◆ YOUR INSTRUCTIONS:
Word for word, repeat each record that follows.

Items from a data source
----------------

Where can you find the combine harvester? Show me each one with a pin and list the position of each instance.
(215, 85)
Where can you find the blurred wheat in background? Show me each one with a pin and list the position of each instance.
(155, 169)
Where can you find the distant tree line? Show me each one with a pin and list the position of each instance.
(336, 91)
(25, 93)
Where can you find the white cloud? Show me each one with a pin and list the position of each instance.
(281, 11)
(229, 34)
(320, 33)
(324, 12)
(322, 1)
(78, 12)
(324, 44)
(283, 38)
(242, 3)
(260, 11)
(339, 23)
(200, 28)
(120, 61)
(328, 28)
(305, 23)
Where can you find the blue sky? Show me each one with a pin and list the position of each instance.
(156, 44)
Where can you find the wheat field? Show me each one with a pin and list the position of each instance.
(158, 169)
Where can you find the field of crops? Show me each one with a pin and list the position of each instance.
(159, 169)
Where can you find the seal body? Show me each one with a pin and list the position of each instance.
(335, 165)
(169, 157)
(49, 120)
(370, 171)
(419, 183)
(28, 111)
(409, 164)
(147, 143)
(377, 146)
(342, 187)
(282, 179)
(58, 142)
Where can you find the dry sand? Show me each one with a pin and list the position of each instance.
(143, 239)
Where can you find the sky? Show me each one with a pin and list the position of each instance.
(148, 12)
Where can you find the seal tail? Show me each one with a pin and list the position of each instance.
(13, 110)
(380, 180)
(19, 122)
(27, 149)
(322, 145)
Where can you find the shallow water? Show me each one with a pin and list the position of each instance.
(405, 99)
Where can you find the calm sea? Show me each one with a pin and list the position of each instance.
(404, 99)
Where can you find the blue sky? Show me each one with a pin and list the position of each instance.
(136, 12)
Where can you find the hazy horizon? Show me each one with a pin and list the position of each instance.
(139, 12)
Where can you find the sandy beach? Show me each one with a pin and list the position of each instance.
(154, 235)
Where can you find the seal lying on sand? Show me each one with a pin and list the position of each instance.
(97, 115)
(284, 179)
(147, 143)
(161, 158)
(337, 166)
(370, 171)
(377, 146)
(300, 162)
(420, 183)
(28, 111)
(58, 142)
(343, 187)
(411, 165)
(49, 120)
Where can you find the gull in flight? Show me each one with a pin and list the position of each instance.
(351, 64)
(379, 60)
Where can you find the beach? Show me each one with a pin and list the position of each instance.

----------------

◆ EXPECTED ANSWER:
Where can you find the combine harvester? Show me each one with a pin and list the position of each instance.
(215, 85)
Where can you find the blurred wheat in background? Show me each one with a pin and list the position of each instance.
(155, 169)
Where can you find the distant tree line? Show me each one with a pin and list the position of each instance.
(336, 91)
(25, 93)
Where can you find the white cloud? Show me each one with a pin and list the position of each instance.
(281, 11)
(229, 34)
(320, 33)
(324, 12)
(322, 1)
(78, 12)
(324, 44)
(283, 38)
(242, 3)
(260, 11)
(339, 23)
(200, 28)
(120, 61)
(328, 28)
(305, 23)
Where can you find the blue sky? Show me each one with a pin and list the position of each instance.
(156, 44)
Where can you find the wheat field? Show me each one with a pin and list the position of each instance.
(158, 169)
Where can you find the field of crops? Show me each one with a pin and list the position of each instance.
(159, 169)
Where can you find the seal body? Show me each one with a pin and list the position of each instance.
(335, 165)
(169, 157)
(49, 120)
(370, 171)
(419, 183)
(28, 111)
(409, 164)
(147, 143)
(377, 146)
(342, 187)
(282, 179)
(58, 142)
Where can you find the dry sand? Show me each one with a pin and list the position of each instance.
(143, 239)
Where can you find the sky? Show me each one with a pin and list the position of each instance.
(148, 12)
Where can you find the seal tail? Show me each one with a pin and list the position of each instance.
(13, 110)
(380, 180)
(19, 122)
(27, 149)
(322, 145)
Where can you find the shallow water? Show me each one with a pin and list the position of each instance.
(405, 99)
Where can you find the calm sea? Show me each one with a pin and list the position of each instance.
(404, 99)
Where can you find the blue sky? Show me each one with a pin and list the position of each instance.
(136, 12)
Where can you find the hazy horizon? Show me each one with a pin and list the position of each instance.
(139, 12)
Where can you find the sandy beach? Show me each one with a pin and list the position of each instance.
(154, 235)
Where can you find the seal lying on sand? Show me each one with a pin and list the position of each instance.
(97, 115)
(284, 179)
(147, 143)
(161, 158)
(337, 166)
(370, 171)
(377, 146)
(300, 162)
(420, 183)
(28, 111)
(58, 142)
(343, 187)
(411, 165)
(49, 120)
Where can you find the gull in flight? Show me each one with a pin and list the position of each instance.
(351, 64)
(379, 60)
Where can you find the beach? Show me each one with a pin and list the position of each instance.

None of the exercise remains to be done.